● RECORDS PROVIDED:
/---

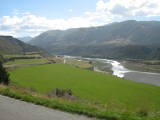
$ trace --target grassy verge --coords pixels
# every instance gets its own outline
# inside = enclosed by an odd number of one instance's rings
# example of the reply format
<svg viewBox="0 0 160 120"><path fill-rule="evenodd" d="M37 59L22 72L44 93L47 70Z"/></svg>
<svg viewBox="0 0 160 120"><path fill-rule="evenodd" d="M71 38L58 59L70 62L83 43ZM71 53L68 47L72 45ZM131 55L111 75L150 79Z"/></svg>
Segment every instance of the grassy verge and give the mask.
<svg viewBox="0 0 160 120"><path fill-rule="evenodd" d="M33 64L33 63L43 63L48 62L47 59L17 59L14 61L6 62L4 65L14 65L14 64Z"/></svg>
<svg viewBox="0 0 160 120"><path fill-rule="evenodd" d="M89 117L102 118L106 120L159 120L160 116L145 117L142 114L117 113L110 110L100 109L94 106L80 104L73 101L65 101L60 99L49 99L37 95L31 95L26 92L20 92L8 87L0 86L0 94L15 99L31 102L37 105L43 105L53 109L59 109L70 113L78 113Z"/></svg>

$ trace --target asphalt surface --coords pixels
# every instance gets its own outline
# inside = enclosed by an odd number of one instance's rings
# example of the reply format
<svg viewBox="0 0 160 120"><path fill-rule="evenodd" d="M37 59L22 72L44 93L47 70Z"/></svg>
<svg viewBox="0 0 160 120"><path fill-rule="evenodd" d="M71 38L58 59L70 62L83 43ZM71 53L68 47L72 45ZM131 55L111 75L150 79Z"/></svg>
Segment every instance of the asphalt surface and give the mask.
<svg viewBox="0 0 160 120"><path fill-rule="evenodd" d="M0 95L0 120L96 120Z"/></svg>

\---

● SET PROBLEM:
Reproduce all the records with each occurrence of "reply format" changed to "output format" and every other character kept the same. Omit the pictures from your output.

● COMPLETED TASK:
$ trace --target grassy verge --coords pixels
# every instance gets its own outline
# inside = enclosed by an odd number of one instance's rings
# example of the output format
<svg viewBox="0 0 160 120"><path fill-rule="evenodd" d="M37 59L22 72L44 93L47 70Z"/></svg>
<svg viewBox="0 0 160 120"><path fill-rule="evenodd" d="M71 38L58 59L70 62L83 43ZM71 53L68 47L72 45ZM131 55L111 75L150 79Z"/></svg>
Segment every instance of the grassy verge and give the mask.
<svg viewBox="0 0 160 120"><path fill-rule="evenodd" d="M33 64L33 63L43 63L48 62L47 59L17 59L14 61L6 62L4 65L14 65L14 64Z"/></svg>
<svg viewBox="0 0 160 120"><path fill-rule="evenodd" d="M89 117L102 118L106 120L159 120L160 116L145 117L142 114L117 113L110 110L100 109L94 106L80 104L73 101L65 101L60 99L49 99L37 95L31 95L26 92L20 92L8 87L0 86L0 94L15 99L31 102L37 105L43 105L53 109L59 109L70 113L78 113Z"/></svg>

$ trace --target asphalt surface --coords pixels
# every instance gets its own outline
# inside = enclosed by an odd number of one instance's rings
# example of the output format
<svg viewBox="0 0 160 120"><path fill-rule="evenodd" d="M37 59L22 72L44 93L47 70Z"/></svg>
<svg viewBox="0 0 160 120"><path fill-rule="evenodd" d="M71 38L58 59L70 62L83 43ZM71 53L68 47L72 45ZM131 55L111 75L150 79Z"/></svg>
Segment every instance of the asphalt surface and give the mask.
<svg viewBox="0 0 160 120"><path fill-rule="evenodd" d="M0 95L0 120L96 120Z"/></svg>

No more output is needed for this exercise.